* Begin Material shown *

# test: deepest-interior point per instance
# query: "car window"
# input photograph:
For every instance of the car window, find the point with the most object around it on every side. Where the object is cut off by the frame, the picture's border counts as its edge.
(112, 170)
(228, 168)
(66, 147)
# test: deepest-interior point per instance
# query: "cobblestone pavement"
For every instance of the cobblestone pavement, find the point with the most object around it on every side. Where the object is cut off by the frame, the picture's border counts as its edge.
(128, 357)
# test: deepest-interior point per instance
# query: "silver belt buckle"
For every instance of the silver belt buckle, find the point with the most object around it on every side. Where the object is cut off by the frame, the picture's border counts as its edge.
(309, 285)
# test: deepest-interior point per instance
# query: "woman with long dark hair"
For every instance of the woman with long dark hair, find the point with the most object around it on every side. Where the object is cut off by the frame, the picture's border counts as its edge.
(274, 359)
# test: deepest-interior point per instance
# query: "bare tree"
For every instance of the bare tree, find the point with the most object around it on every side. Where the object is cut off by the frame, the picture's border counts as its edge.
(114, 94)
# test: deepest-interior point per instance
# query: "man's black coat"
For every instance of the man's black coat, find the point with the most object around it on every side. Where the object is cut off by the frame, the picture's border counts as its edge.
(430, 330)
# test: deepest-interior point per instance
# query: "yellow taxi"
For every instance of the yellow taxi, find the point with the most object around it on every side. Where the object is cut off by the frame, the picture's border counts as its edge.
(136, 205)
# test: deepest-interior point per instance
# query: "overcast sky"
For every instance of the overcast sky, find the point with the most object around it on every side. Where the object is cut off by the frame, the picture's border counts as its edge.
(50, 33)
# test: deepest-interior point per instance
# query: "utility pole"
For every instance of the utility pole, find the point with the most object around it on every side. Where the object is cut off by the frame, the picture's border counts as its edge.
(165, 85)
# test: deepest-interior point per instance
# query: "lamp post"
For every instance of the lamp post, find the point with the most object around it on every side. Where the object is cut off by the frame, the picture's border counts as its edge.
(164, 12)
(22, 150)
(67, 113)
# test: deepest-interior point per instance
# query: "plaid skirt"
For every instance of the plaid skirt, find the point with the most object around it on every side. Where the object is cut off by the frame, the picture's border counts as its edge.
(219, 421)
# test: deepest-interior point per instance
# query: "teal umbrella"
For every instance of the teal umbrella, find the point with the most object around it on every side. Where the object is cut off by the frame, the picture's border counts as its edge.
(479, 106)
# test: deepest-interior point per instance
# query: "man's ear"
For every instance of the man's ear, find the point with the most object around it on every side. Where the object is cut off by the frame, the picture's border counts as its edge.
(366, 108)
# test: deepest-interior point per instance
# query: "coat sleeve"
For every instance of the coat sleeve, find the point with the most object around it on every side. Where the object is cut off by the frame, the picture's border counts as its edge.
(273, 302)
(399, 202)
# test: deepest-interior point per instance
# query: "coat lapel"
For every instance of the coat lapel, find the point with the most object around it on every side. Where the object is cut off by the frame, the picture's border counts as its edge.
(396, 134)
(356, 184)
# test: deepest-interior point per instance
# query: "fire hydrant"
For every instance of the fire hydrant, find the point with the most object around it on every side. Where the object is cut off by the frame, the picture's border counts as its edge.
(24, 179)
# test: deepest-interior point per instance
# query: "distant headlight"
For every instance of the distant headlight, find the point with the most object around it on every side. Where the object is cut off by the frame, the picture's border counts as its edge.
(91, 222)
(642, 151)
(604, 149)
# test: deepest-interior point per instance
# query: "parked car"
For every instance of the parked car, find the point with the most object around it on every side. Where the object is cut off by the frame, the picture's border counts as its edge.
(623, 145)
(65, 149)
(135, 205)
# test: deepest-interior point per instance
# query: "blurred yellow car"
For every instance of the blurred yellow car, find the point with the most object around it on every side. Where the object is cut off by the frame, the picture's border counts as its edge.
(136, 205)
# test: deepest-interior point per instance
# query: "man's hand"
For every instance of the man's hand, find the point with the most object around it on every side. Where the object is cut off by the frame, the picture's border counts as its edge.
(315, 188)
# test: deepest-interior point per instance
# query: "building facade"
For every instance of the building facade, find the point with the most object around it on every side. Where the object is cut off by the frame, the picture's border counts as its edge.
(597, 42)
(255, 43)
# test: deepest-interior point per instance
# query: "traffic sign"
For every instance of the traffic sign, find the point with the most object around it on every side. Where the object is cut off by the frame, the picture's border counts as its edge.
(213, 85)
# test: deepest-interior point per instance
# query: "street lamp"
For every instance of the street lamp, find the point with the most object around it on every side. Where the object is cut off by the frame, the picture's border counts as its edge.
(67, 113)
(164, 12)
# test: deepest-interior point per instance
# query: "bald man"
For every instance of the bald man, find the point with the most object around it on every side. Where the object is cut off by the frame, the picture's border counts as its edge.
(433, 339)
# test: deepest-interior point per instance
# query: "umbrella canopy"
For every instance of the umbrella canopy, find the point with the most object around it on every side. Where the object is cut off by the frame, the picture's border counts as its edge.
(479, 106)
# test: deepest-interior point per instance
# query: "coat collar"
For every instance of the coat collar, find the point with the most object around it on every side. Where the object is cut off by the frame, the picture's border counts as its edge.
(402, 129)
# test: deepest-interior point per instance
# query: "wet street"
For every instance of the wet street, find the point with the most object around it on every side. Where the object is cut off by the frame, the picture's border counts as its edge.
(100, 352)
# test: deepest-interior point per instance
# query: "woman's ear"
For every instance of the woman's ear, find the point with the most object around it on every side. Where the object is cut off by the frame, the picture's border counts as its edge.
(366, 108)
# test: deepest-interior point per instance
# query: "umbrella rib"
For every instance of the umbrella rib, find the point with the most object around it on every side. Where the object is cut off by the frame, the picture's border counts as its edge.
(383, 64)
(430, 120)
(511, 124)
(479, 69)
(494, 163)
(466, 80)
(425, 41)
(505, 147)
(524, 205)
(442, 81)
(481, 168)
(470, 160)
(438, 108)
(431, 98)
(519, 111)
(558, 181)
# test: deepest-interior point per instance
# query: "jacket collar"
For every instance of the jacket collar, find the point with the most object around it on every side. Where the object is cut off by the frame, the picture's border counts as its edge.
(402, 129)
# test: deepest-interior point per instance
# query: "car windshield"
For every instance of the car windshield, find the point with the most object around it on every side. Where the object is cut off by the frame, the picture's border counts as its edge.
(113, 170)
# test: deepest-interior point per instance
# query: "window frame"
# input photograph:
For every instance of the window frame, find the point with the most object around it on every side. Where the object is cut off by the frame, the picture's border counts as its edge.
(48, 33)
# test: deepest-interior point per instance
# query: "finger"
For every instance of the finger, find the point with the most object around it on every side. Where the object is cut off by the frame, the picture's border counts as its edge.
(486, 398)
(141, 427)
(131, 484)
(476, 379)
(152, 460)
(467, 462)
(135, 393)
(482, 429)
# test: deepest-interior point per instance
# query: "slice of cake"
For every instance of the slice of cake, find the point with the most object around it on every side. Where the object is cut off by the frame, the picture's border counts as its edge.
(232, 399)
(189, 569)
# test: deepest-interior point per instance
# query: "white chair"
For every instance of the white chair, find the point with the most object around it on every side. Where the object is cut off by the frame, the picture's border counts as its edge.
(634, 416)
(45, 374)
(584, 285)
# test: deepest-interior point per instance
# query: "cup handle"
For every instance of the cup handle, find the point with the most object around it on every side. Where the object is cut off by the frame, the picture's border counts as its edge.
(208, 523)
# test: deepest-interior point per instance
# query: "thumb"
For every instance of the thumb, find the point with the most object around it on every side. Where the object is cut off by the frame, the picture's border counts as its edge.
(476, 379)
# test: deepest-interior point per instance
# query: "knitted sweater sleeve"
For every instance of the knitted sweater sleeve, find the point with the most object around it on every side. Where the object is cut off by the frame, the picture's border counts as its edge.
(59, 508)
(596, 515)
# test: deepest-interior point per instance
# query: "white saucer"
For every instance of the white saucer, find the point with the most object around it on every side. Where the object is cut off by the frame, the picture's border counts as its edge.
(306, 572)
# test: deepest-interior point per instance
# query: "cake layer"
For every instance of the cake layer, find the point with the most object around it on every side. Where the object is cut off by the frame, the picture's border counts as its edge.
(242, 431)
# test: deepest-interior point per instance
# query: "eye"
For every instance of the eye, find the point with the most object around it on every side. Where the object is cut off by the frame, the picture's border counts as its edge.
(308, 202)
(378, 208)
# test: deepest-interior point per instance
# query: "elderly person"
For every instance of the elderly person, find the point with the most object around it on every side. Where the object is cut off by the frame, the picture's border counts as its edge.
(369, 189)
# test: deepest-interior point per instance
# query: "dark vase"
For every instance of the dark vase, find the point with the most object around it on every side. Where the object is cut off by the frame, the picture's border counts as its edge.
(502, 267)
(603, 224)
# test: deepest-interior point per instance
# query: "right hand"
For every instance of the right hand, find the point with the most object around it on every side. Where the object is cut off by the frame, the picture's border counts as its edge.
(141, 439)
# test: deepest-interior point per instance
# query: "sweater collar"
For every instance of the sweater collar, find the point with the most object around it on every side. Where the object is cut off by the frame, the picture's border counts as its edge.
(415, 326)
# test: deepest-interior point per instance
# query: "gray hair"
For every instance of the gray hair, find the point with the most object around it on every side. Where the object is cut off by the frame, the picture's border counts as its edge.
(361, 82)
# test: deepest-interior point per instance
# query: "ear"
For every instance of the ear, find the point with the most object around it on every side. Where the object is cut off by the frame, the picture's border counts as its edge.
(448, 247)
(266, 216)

* End Material shown *

## Work to do
Pick out every line of the data above that contains the string "saucer". Case counts, so a match must have the same capitalization.

## Solution to the exercise
# query: "white saucer"
For every instance of the white saucer, find the point with the most object around it on every side. Where the object is cut off by the frame, the picture's border counts as its edge.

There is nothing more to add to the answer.